# Source data
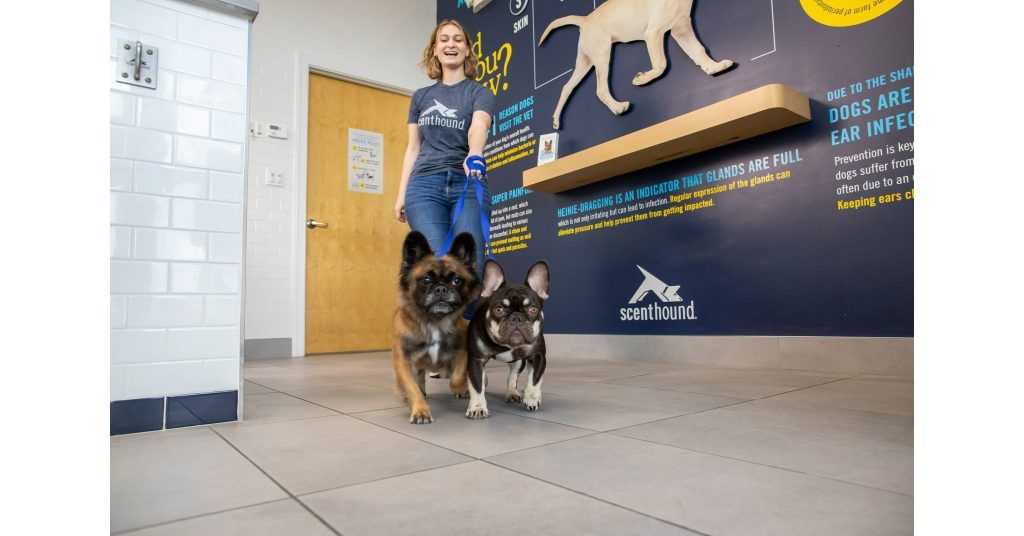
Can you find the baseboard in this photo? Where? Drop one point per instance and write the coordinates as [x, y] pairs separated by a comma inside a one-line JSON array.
[[267, 348], [885, 356], [131, 416]]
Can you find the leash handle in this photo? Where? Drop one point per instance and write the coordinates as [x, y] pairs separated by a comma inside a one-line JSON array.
[[476, 163]]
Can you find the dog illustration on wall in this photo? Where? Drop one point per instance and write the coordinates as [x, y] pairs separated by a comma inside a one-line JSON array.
[[622, 22]]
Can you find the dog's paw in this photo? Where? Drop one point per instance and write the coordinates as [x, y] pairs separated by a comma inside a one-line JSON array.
[[421, 416], [477, 412], [531, 400], [642, 78], [718, 67]]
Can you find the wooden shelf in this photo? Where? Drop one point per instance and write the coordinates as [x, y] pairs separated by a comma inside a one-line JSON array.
[[757, 112]]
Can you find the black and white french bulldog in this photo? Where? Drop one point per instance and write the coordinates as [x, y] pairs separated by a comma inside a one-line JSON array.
[[508, 326]]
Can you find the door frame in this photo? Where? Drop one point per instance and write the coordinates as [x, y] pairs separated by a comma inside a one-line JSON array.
[[309, 64]]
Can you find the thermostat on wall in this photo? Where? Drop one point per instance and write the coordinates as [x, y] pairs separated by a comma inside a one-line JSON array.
[[276, 130]]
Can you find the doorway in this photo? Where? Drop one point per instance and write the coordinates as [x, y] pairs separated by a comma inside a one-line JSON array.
[[352, 263]]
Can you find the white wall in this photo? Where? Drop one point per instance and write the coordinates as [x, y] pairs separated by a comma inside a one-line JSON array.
[[380, 41], [177, 156]]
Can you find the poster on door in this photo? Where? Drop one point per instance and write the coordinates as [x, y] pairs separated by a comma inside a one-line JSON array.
[[366, 161]]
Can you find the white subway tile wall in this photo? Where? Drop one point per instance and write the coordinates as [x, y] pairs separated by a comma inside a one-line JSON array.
[[176, 202], [283, 29]]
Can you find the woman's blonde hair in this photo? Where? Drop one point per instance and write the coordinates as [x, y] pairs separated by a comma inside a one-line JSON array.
[[433, 67]]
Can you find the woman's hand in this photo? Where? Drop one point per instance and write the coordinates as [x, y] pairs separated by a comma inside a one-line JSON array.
[[472, 173], [399, 210]]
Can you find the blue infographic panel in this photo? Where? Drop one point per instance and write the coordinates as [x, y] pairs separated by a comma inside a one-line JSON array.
[[807, 231]]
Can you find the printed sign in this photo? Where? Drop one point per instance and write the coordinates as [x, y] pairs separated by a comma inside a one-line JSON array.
[[803, 232], [366, 161]]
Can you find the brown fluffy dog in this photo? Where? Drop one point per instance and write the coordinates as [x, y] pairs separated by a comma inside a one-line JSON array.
[[429, 330]]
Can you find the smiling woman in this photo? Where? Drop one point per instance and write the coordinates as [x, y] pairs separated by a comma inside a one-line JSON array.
[[448, 124]]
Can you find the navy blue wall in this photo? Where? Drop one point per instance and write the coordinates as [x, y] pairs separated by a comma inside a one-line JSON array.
[[782, 258]]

# Your instructions
Quote all of the data above verbatim, leaving the pictures out of your answer.

# Full response
Can you find the baseboard in this photo? Where? Drop one point per instance and write the coordinates as [x, y] pairs separated by a comma inside a one-line JSON array.
[[267, 348], [885, 356], [131, 416]]
Can you find the leash handle in this photo? Where? Drop one point per instance and write the coordinates as [x, y] pairs separated by a comma inside a one-line JSON array.
[[476, 163]]
Can you find the dog illustration on wall in this photo? Where? Drop one point per instance and write the coordinates as [x, y] pairs separated by a comma inside a one-line JSON array.
[[622, 22]]
Can you find the dog's paw in this photo? Where? Drop one point per instance and write the coordinates as [x, y] pairs separated by a comma inside a one-line JSON array.
[[421, 416], [477, 412], [531, 400], [642, 78], [718, 67]]
Can you find the wooden shelf in this photo? Where? Drop one point per instance and write the coordinates as [x, y] pairs separated by a comma inside a one-line JSON array.
[[757, 112]]
Can you find the black and white french bulldog in this photo? Where? Drop one point per instance and write the coordinates as [x, y] pairs separated by a comma inside a one-line JSON array.
[[508, 326]]
Can you find the door frame in this photo? Where? Drop one point per instance and write the coordinates as [x, y] pairs separated by a comma inside a one-line JSON array.
[[309, 64]]
Can you find the thermostat on wall in this photo? Where? Drop one point per instance and write the coordinates as [x, y] pairs separated by a comma inside a one-line JSON array.
[[276, 130]]
Can you find the doorway in this photo? Where? Drop one point per instance and write the coordinates as [x, y] pairs separated by a comma inside a one-line JSON array.
[[352, 263]]
Can you find the white wall in this photo? Where? Drop one point per instance and write the coordinates as [x, y] pairs separated by a comma inside a one-line JSON array.
[[380, 41], [177, 156]]
Can you find the poster on door in this photo? Where? Drop one point per instance and write the coordinates as [x, y] pairs separated by a comma inside a one-line JSON array.
[[366, 161]]
Can you find the white subway tile wall in this photo? Where? Drop one point per instance and write the coordinates as [x, y] pairs separated by a comma inside a one-line JSON array.
[[176, 202], [283, 29]]
Can you find the woman's blonde hair in this photo? Where? Drop one point per instance and write the coordinates as [x, y] pairs separated by a comma inside a one-line JSON array.
[[433, 67]]
Can you find the woman's hand in this photo? Where? Drop one point per instance and write the coordinates as [x, y] pairs separated by a comma inside a one-line JSON array.
[[472, 173], [399, 210]]
Can you find the blue infographic panel in this photo? Where? Drop one point per instance and write the coordinates as [x, y] pairs separated by a comma inside a one-line JSON array.
[[807, 231]]
Can you find the printed sign in this photo? Where? Drop one point per instance and write the coordinates as [x, y] pairs separated by a comma inside a one-line JSON array.
[[803, 232], [366, 161]]
Can you find the brown fluffy dog in this photo? Where? Drop one point per instance and write the coordinates as [x, y] pairs separated by a comma inside a one-line JSON array.
[[429, 330]]
Can you find the smiling woman in this photo? Where? Drop one point per instance and write the coordinates as [x, y] pairs separated by a comma inside a one-line JSON array.
[[448, 124]]
Can you find the navy blue wall in this photo? Where? Drop one point per instance and write the coordinates as [x, y] pairs separated by a comma inside a one-line JSON array.
[[782, 258]]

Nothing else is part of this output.